> [Given text]:
# Introducing Oogie the DT!!



## Oogie (Mar 14, 2009)

Oogie (Master Oogway) is a California Desert Tortoise! Just brought him home today! He's very curious, friendly, and active! After several laps around his enclosure, he stopped for a bite to eat...even ate some hibiscus leaves out of our hands =) 
Don't know his age, but he's about 11''CL. He lived in another rescue in San Clemente for a year before joining the San Diego rescue last week. Someone turned him into the San Clemente rescue after finding him wondering the streets. 

Here is Oogie enjoying the view on the ride home.






Here's his beautiful face





Here are few links that show him exploring
http://i292.photobucket.com/albums/mm25/turtlegirl_73/DSCI0090_1.jpg
http://i292.photobucket.com/albums/mm25/turtlegirl_73/DSCI0088_1.jpg


----------



## DuttonWebb (Mar 14, 2009)

Sensai! Whoever his first owner was took good care of him. His scutes look perfect.


----------



## Isa (Mar 14, 2009)

Congratulations!!!!
What a cute face, Oogie is a beautiful DT! I really like the pic where he looked outside of the window and the one when he gets out if his house . 
Oogie is very lucky to have found a family that will take care of him and love him


----------



## Laura (Mar 14, 2009)

B E A U T I F U L ! ! ! ! !
Where did you get the weather stripping for his dog house?


----------



## BigBiscuit (Mar 14, 2009)

The first picture is super cute. It looks like a child watching the scenery go by.

Evan


----------



## Oogie (Mar 14, 2009)

Thanks everyone! We are very lucky to have been able to adopt him into our family =) 

The weather-stripping is actually just a plastic carpet runner (2 layers) I bought at Walmart...got the idea somewhere online.

> [Given instruction]: Write the next part of the forum thread above about Oogie the desert tortoise, picking up right after its last sentence.

> [Provided information]:
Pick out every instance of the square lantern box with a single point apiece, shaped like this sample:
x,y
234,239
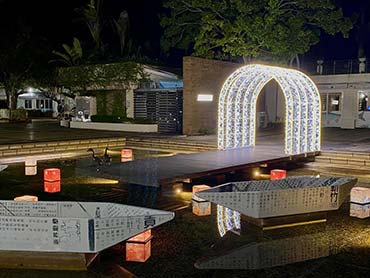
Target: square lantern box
x,y
30,166
198,188
138,248
52,180
126,155
360,202
277,174
201,208
360,211
26,198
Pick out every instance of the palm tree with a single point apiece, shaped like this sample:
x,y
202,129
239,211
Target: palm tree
x,y
121,27
91,15
72,55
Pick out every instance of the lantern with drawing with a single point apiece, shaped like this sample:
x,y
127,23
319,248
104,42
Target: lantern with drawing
x,y
126,155
138,248
52,180
26,198
30,166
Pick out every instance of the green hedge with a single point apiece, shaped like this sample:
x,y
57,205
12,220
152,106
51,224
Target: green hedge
x,y
18,115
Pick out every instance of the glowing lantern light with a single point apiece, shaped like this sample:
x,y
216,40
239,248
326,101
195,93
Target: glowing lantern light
x,y
138,248
30,166
277,174
52,180
227,220
238,102
26,198
360,202
126,155
201,207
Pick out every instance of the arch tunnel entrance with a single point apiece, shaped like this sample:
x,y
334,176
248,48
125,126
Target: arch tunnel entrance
x,y
238,105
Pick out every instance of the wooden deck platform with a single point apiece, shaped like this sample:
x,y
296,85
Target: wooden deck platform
x,y
156,171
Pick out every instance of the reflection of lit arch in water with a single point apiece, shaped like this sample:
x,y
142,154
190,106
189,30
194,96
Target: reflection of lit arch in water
x,y
238,101
270,253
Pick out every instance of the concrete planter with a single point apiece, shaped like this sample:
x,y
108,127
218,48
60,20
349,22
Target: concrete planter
x,y
4,114
115,126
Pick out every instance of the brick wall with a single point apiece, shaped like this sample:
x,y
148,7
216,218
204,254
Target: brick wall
x,y
202,76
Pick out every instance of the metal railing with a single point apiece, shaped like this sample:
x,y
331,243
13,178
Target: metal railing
x,y
329,67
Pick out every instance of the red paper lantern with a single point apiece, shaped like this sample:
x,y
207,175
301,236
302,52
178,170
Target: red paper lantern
x,y
198,188
277,174
26,198
202,208
52,180
138,248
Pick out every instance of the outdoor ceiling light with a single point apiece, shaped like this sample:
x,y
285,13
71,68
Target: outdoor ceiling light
x,y
202,97
238,101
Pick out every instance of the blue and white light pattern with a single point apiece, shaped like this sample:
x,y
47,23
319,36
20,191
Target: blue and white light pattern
x,y
237,108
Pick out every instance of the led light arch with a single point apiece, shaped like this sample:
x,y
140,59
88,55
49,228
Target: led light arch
x,y
238,101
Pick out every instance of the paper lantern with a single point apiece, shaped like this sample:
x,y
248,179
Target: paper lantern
x,y
360,195
198,188
126,155
26,198
277,174
138,248
30,166
52,180
202,208
360,202
360,211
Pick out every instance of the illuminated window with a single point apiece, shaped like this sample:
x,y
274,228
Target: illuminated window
x,y
28,103
208,98
324,102
238,101
363,101
335,101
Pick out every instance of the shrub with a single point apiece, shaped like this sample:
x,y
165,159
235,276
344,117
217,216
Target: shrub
x,y
118,119
18,115
106,119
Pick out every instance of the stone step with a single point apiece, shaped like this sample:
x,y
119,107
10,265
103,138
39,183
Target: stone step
x,y
343,160
343,154
59,146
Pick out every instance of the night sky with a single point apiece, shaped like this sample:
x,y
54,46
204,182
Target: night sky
x,y
55,20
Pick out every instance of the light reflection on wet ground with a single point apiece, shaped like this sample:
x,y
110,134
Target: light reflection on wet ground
x,y
190,246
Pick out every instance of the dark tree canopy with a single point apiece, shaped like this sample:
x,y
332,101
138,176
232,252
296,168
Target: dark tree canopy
x,y
264,29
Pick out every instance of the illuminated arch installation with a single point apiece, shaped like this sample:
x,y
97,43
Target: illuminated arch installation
x,y
237,108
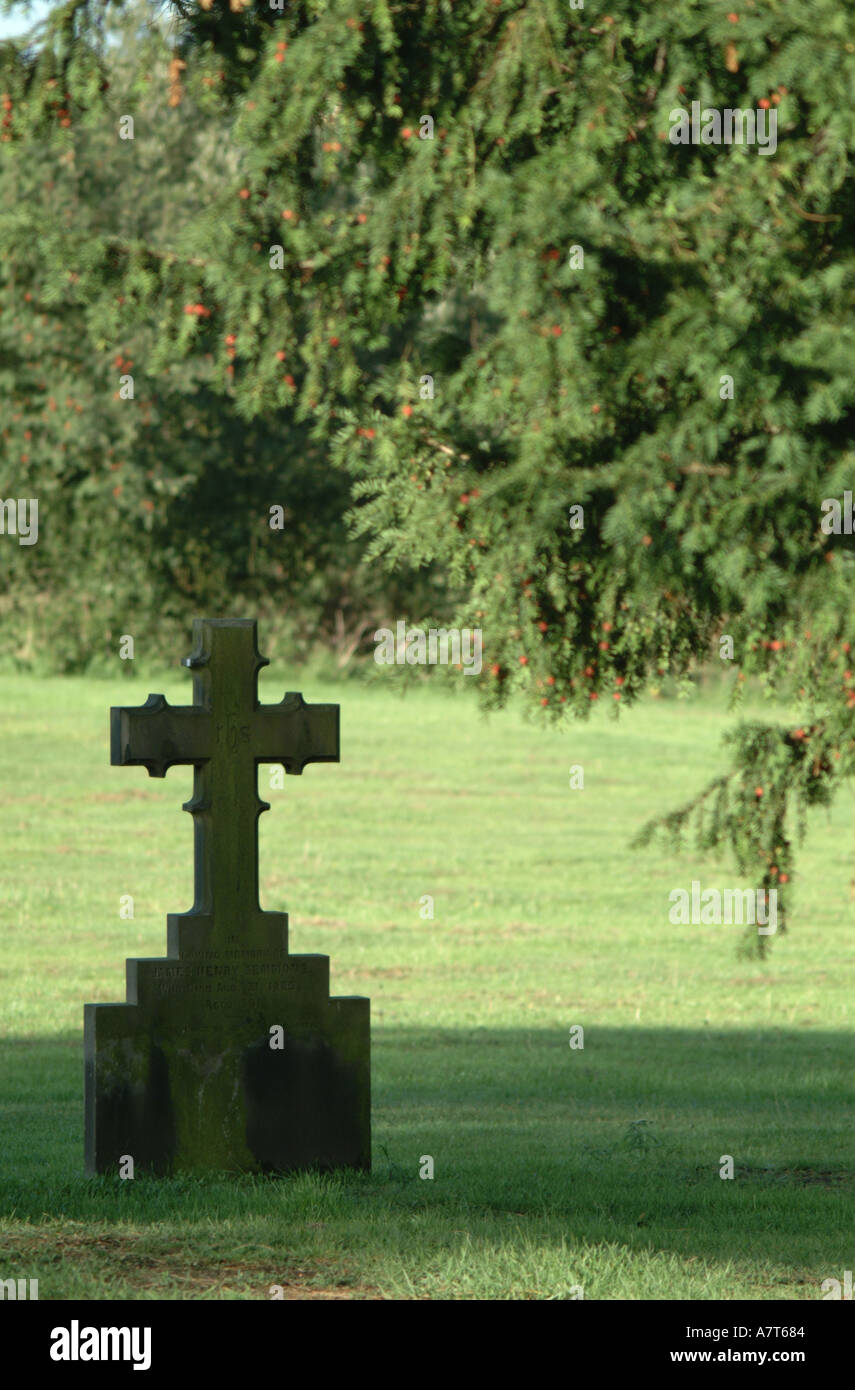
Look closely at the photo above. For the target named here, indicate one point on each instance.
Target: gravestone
(228, 1052)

> [Reply]:
Look forward to updating you all on Oogie. This week we need to take him to the vet to make sure he doesn't have bladder stones. Normally this is done prior to adopting a tort out, but he came into the rescue so healthy that they didn't want him around the other torts (which are just coming out of hibernation)...so, luckily we had already applied and were ready to take him.


----------



## Yvonne G (Mar 14, 2009)

I had to laugh out loud when I saw Oogie watching the world go by in the car. Very cute picture. I don't remember if you had a water dish in his enclosure? His eyes are a LITTLE sunken in like maybe he's a bit dehydrated. He's obviously a CB (captive bred) tortoise, and has been very well taken care of. Desert tortoises are just so out going. He's going to fit right into your family. You are both (your family and the tortoise) very lucky to have found each other.

Yvonne


----------



## Candy (Mar 14, 2009)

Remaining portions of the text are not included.